We found that the predicted LE probabilities for patients in combination 8 were insensitive among different LE incidence rates. These predicted probabilities did not have a significant difference along increased incidence rates. However, the predicted LE probabilities in combinations 1 and 5 were sensitive to incidence rates. Especially when LE incidence changed to 46.3%, the estimated probabilities in these 2 combinations increased tremendously. We could conclude that, the combination high BMI >25, infection and high/medium level of hand use comprise of a considerably steady risk of LE development compared to other risk factor combinations regardless of the LE incidence used.
The importance of this study is to determine what, if any, factors contribute to an increased risk of LE as well. As to establish which subgroups of patients are at an increased risk, once the factors that influence the development of LE are clarified, such findings can be used to develop preventive measures.

## Information provided
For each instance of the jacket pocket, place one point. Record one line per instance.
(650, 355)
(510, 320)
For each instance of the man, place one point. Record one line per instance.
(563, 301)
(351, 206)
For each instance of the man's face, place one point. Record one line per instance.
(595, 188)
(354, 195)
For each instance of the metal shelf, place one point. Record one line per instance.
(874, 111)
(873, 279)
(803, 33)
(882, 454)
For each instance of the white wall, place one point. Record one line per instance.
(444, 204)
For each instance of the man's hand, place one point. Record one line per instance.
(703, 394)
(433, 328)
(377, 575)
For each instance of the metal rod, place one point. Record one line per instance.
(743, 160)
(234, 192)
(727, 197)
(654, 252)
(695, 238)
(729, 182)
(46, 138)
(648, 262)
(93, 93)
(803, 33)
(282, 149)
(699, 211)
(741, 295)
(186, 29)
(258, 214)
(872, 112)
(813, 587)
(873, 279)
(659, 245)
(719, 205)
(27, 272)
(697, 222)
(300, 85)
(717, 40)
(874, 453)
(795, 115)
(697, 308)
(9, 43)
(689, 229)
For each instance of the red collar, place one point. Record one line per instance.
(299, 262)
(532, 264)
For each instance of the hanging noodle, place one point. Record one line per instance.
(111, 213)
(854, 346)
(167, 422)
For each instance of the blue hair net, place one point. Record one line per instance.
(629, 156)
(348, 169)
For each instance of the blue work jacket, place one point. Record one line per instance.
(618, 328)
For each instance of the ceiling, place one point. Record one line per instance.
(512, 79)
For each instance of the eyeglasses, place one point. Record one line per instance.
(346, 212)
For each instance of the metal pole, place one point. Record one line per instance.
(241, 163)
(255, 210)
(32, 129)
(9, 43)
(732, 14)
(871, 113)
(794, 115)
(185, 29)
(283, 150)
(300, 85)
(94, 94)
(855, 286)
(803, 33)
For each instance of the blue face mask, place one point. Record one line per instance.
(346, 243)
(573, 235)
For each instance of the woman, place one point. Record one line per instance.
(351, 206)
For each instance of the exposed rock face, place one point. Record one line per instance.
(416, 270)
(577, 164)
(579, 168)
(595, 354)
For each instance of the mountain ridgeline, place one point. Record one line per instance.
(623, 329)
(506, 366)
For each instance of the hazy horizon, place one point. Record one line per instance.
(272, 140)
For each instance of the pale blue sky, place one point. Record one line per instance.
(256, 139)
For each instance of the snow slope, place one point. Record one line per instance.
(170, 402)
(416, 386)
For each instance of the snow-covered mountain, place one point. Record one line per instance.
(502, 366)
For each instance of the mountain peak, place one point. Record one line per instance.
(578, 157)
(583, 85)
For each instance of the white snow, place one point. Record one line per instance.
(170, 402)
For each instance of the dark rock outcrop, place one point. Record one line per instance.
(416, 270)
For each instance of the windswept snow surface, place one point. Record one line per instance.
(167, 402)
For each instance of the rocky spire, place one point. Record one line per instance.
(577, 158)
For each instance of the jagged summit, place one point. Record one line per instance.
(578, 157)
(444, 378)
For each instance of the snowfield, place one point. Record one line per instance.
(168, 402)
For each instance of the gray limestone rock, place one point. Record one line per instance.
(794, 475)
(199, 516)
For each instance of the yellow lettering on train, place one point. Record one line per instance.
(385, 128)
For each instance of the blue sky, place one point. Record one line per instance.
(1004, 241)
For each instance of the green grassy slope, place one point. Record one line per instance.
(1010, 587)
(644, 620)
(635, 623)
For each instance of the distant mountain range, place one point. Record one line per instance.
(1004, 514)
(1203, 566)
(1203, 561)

## Exercise description
Rewrite the passage on LE risk factors from "The importance of" up to and including "develop preventive measures.", putting "subsets" in place of "subgroups".

## Task result
The importance of this study is to determine what, if any, factors contribute to an increased risk of LE as well. As to establish which subsets of patients are at an increased risk, once the factors that influence the development of LE are clarified, such findings can be used to develop preventive measures.